The line with "Would you be able to mark the man in baseball", the line with "Would you be able to mark the green foliage", and all lines between them in the material below: return these exactly, and no others.

DATA FOR THIS EXERCISE:
= Beginning of Section =

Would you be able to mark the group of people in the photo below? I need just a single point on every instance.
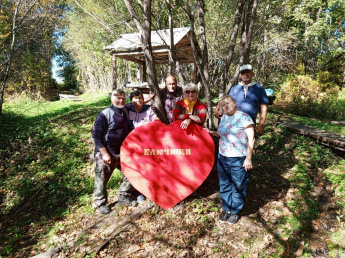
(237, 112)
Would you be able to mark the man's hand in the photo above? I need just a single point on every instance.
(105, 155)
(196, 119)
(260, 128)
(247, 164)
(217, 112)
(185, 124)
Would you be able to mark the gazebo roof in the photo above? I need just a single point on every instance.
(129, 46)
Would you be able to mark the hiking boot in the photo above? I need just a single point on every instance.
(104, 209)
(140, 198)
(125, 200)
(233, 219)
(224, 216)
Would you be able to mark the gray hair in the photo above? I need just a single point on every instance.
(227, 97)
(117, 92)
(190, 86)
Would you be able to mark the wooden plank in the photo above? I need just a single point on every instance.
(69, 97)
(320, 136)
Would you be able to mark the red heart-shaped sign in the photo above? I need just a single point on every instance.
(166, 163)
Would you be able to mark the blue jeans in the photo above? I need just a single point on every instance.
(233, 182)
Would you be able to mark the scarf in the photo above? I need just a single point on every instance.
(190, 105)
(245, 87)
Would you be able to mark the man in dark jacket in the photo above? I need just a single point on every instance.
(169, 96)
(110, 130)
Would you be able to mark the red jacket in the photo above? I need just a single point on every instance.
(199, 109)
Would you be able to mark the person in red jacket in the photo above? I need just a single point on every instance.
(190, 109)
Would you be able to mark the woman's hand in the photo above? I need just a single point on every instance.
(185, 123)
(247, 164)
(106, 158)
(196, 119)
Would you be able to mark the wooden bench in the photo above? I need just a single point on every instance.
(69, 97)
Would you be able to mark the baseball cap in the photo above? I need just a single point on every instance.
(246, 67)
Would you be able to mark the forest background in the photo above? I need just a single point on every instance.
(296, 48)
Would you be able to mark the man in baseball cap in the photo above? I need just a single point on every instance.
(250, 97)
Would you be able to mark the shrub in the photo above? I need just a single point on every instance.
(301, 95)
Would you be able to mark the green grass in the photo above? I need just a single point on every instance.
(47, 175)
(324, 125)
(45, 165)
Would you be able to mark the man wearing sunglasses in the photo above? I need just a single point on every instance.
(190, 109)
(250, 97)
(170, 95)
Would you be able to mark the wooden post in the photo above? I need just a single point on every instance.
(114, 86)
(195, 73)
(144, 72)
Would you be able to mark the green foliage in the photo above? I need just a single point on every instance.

= End of Section =
= Beginning of Section =

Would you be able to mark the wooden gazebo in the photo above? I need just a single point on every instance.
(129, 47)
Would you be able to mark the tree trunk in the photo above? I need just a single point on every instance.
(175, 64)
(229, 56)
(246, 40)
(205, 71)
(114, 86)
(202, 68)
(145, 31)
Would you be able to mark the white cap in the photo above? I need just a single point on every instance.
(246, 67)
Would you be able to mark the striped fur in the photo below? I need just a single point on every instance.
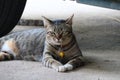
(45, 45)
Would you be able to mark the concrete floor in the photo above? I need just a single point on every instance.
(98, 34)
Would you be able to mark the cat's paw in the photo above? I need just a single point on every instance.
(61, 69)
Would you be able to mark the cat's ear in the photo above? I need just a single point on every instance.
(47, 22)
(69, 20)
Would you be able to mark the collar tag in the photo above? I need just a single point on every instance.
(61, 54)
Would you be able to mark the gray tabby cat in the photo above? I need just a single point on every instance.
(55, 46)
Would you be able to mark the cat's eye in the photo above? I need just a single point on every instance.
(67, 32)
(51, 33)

= End of Section =
= Beginning of Section =

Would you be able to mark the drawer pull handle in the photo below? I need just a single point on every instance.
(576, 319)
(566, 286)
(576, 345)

= End of Section =

YOUR RESPONSE:
Would you be able to mark the man in baseball cap in the photo above? I need just a single point on every instance.
(250, 97)
Would you be able to mark the shrub in the photo above? I need just a single point on every instance.
(301, 95)
Would you be able to mark the green grass in the photo above? I need just a single point on every instance.
(47, 175)
(324, 125)
(45, 165)
Would you be able to mark the man wearing sunglasses in the photo above? I need just a single point on every instance.
(190, 109)
(250, 97)
(170, 95)
Would you be able to mark the wooden post in the photo above? I need just a single point on every instance.
(114, 86)
(195, 73)
(144, 72)
Would you be able to mark the green foliage in the photo above? I need just a single point on every instance.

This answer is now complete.